* **Data shown**

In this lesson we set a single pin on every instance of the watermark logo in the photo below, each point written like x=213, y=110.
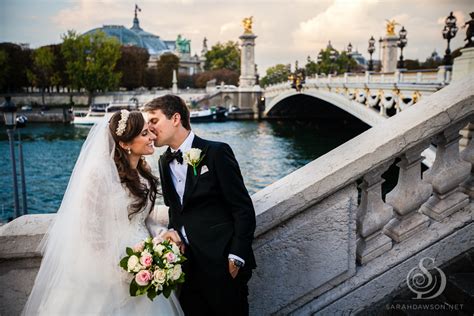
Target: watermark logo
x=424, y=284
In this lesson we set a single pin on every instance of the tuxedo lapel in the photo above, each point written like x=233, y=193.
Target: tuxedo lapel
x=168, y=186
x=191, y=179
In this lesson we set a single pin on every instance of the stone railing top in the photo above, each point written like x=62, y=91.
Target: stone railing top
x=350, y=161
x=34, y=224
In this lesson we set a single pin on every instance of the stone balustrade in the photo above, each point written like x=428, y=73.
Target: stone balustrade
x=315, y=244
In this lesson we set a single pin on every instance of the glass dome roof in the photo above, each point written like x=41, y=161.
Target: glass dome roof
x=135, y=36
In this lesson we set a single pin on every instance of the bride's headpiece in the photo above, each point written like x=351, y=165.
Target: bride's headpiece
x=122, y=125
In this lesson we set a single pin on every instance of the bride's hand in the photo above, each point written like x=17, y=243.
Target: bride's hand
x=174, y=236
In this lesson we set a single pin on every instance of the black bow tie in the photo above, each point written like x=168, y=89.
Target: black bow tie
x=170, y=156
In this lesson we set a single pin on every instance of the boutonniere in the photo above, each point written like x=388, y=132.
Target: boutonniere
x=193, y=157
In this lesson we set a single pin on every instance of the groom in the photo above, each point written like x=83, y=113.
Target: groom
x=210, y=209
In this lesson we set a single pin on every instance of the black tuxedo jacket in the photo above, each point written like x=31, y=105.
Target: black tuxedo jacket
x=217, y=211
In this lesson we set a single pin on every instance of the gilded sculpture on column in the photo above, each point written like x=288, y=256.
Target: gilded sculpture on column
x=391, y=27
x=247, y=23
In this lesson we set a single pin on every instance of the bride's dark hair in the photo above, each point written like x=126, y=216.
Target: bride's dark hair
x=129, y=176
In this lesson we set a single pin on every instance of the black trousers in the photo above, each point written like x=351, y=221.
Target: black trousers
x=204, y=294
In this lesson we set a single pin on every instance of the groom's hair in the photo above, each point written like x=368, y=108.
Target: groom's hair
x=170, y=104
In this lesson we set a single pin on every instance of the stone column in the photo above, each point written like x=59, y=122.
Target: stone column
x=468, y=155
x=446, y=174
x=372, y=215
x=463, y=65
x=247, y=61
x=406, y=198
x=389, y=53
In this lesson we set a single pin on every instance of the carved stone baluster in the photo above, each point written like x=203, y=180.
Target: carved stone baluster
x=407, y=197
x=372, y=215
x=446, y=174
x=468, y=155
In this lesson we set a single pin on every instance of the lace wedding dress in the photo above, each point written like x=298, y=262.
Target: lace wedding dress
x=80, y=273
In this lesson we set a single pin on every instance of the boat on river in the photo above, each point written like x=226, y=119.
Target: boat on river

==

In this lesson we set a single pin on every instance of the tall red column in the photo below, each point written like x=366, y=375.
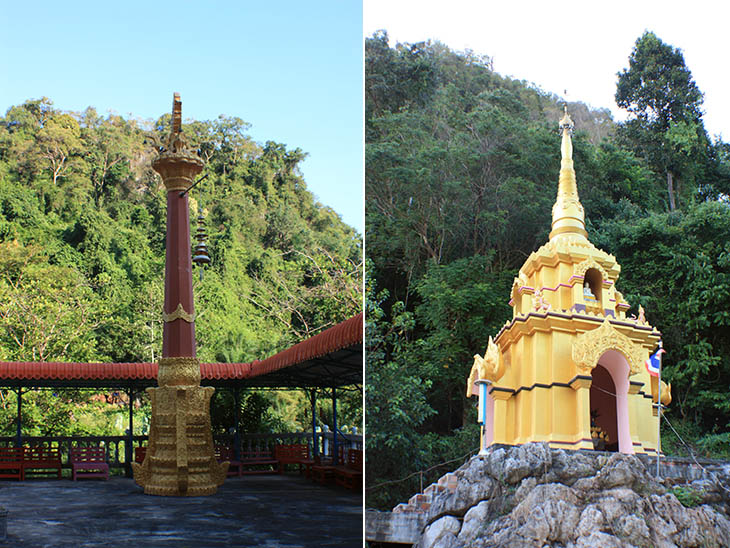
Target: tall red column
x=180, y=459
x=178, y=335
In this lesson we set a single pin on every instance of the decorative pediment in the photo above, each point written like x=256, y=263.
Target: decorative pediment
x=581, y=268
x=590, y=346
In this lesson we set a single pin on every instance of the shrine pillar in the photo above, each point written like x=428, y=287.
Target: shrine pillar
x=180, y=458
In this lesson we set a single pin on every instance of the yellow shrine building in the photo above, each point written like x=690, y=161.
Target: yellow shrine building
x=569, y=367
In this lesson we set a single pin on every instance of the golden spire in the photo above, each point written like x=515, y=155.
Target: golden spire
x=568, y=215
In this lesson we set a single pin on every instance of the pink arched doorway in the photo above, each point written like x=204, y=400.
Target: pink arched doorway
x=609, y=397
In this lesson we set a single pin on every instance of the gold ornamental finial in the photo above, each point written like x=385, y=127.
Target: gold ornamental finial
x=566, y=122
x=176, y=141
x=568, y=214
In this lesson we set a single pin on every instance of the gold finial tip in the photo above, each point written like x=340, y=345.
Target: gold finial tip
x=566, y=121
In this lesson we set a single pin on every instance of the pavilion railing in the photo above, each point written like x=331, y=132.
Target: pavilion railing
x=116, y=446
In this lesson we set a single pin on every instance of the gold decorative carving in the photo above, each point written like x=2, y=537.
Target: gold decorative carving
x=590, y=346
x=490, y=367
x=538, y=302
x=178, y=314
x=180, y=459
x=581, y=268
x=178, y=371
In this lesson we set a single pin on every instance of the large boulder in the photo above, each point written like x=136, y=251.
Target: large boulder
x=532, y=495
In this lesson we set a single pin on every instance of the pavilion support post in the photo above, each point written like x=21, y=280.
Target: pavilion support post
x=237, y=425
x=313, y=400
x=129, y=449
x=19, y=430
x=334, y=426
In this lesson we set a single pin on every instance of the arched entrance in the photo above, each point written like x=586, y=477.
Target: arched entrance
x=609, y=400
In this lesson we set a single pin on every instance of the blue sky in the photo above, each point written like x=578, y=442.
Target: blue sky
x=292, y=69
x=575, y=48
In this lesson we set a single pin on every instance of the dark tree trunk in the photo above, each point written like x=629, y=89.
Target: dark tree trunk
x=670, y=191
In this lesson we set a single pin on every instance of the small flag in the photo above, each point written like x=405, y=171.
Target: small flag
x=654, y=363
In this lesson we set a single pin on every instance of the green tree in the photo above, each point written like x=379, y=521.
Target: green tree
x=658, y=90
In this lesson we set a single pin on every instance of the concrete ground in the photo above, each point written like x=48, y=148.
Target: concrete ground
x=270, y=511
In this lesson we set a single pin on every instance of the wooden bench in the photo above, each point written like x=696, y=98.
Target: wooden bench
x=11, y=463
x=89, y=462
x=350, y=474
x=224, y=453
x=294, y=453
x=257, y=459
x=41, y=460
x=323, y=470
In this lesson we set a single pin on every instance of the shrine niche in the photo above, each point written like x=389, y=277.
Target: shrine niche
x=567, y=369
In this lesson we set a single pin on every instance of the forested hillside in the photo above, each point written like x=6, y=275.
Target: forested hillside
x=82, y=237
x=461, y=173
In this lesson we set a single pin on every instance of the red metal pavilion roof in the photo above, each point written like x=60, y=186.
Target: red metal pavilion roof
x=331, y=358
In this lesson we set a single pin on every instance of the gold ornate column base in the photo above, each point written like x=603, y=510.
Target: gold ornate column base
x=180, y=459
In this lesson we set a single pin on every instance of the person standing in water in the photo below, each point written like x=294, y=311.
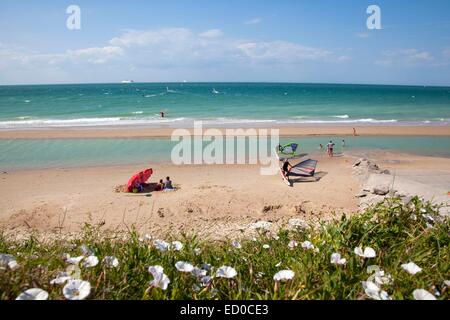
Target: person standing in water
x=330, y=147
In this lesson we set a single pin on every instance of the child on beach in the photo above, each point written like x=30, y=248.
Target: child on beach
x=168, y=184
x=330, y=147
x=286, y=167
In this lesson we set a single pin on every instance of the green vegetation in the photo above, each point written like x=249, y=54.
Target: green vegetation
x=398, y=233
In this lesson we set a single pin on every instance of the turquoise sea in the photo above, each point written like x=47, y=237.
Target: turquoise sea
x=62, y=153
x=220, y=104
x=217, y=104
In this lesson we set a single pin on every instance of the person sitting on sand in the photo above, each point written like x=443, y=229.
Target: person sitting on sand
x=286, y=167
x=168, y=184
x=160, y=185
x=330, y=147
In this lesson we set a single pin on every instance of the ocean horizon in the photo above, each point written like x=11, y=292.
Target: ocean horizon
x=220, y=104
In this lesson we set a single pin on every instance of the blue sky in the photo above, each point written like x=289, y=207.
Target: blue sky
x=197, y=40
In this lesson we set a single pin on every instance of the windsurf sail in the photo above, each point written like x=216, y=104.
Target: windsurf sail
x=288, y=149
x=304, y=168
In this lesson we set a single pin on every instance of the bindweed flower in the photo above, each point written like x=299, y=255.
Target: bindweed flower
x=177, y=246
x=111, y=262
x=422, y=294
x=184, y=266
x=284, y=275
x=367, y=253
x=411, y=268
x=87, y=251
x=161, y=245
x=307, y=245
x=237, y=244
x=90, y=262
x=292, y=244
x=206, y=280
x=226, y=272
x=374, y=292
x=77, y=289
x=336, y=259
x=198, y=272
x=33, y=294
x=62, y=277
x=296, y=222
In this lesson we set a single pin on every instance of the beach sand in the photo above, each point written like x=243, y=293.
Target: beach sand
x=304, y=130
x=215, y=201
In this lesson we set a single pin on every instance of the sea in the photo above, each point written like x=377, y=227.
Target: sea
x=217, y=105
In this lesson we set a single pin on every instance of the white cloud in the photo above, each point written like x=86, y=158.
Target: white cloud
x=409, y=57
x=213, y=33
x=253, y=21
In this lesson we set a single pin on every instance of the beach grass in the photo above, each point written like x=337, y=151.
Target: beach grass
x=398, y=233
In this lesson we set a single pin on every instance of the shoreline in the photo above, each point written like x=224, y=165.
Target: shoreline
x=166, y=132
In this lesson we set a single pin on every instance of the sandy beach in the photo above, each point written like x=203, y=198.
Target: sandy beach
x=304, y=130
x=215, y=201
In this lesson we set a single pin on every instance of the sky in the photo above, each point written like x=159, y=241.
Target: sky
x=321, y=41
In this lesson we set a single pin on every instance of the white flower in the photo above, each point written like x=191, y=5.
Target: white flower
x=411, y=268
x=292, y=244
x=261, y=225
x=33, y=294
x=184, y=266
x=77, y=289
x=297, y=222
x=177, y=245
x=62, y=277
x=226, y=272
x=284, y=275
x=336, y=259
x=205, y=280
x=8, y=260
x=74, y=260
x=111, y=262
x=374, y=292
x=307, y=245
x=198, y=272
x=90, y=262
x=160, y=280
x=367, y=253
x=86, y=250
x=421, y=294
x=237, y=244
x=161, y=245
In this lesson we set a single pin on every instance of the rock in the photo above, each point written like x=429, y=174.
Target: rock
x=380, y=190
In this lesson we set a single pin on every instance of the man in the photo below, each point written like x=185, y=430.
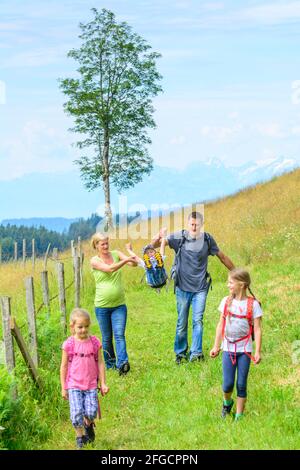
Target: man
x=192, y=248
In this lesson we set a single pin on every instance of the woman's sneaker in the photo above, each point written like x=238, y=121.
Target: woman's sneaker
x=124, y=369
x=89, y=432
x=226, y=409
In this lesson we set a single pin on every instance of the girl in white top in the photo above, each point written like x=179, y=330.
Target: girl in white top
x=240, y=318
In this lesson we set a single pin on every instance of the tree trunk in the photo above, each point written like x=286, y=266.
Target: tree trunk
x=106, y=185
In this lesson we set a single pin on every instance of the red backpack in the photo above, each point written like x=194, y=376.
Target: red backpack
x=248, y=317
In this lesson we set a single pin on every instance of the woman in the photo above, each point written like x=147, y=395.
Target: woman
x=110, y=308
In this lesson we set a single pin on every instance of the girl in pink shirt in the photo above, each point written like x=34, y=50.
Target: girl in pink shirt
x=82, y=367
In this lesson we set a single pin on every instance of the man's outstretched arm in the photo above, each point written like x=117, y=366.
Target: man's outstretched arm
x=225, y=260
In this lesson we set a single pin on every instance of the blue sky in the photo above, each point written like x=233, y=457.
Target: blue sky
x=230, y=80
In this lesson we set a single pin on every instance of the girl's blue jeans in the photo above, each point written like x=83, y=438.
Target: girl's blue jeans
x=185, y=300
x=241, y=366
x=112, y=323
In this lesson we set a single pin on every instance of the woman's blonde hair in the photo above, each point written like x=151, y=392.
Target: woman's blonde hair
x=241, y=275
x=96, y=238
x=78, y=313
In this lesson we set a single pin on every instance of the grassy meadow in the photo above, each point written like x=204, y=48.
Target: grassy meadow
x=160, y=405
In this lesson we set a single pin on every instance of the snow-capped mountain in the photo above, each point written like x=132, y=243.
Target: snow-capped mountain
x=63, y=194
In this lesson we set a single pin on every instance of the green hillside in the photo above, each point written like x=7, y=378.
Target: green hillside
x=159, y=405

* **Work order**
For every line in the listing above that mentions the word "below", make a copy.

* **Written answer**
In this lesson we set a single pin on every instance of the watermark logo in the photo below, each point written like x=213, y=110.
In this lesson we set a single pin on every instance of the tall red column in the photo below, each point written like x=366, y=375.
In this lesson we set a single pin on every instance of the person standing in water in the photo below, each point written like x=294, y=311.
In this lesson we set a single pin on every instance of the man in the photo below, each point written like x=185, y=430.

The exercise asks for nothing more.